§ Passage shown
####################

Schubert Motorsport enjoyed a dream maiden DTM campaign in 2022 as it swept to the drivers’ crown with Sheldon van der Linde and collected the teams’ title too. New to the series, its control Michelin tyres and the BMW M4 GT3 that replaced the venerable M6 GT3 this year, it had a mammoth learning curve to get on terms with teams who had enjoyed continuity from the DTM’s first season with GT3 rules in 2021.
But in van der Linde and series returnee Philipp Eng, it had two drivers with DTM race-winning pedigree, while a two-car parallel programme in ADAC GT Masters helped to level off its M4 learning curve. Although that series runs on Pirelli rubber, the Italian company’s new DHF range means “the difference between these two tyres is not so big anymore”, according to Schubert team manager and van der Linde’s DTM engineer Marcel Schmidt.
“I would say maybe 70-80% of the baseline set-up work is the same,” he says. “That’s helped quite a lot to learn the car. The last 20-30% is really related on the tyre, set-up wise, but the rest was the same.”
Tyres were a major talking point all year, chiefly because of supply chain problems that meant there were none available at points when teams wanted to test. But that wasn’t a problem for Torsten Schubert’s well-prepared team.
“We were quite happy that we bought quite a lot of tyres at the beginning of the season,” says Schmidt. “We were not limited on our test days during the season. We did a private test in Portimao before, we were on so many tracks before the season started just to sort out everything.”
Little wonder then that van der Linde “had a [good] feeling from the start of the season”. He was in the points for both races in the Portuguese opener, where Grasser Lamborghini’s Mirko Bortolotti took the early points lead with two podiums, only losing out in race one to Winward Mercedes man Lucas Auer after a misfire on a restart.

####################

§ Material
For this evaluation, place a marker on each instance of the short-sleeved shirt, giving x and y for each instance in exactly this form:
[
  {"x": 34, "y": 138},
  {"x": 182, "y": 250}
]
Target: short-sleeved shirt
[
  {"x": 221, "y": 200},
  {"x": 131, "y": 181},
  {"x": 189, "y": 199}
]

####################

Set down the passage on Schubert Motorsport's 2022 DTM season above word for word, from "Schubert Motorsport enjoyed" to "rules in 2021.".

§ Exercise result
Schubert Motorsport enjoyed a dream maiden DTM campaign in 2022 as it swept to the drivers’ crown with Sheldon van der Linde and collected the teams’ title too. New to the series, its control Michelin tyres and the BMW M4 GT3 that replaced the venerable M6 GT3 this year, it had a mammoth learning curve to get on terms with teams who had enjoyed continuity from the DTM’s first season with GT3 rules in 2021.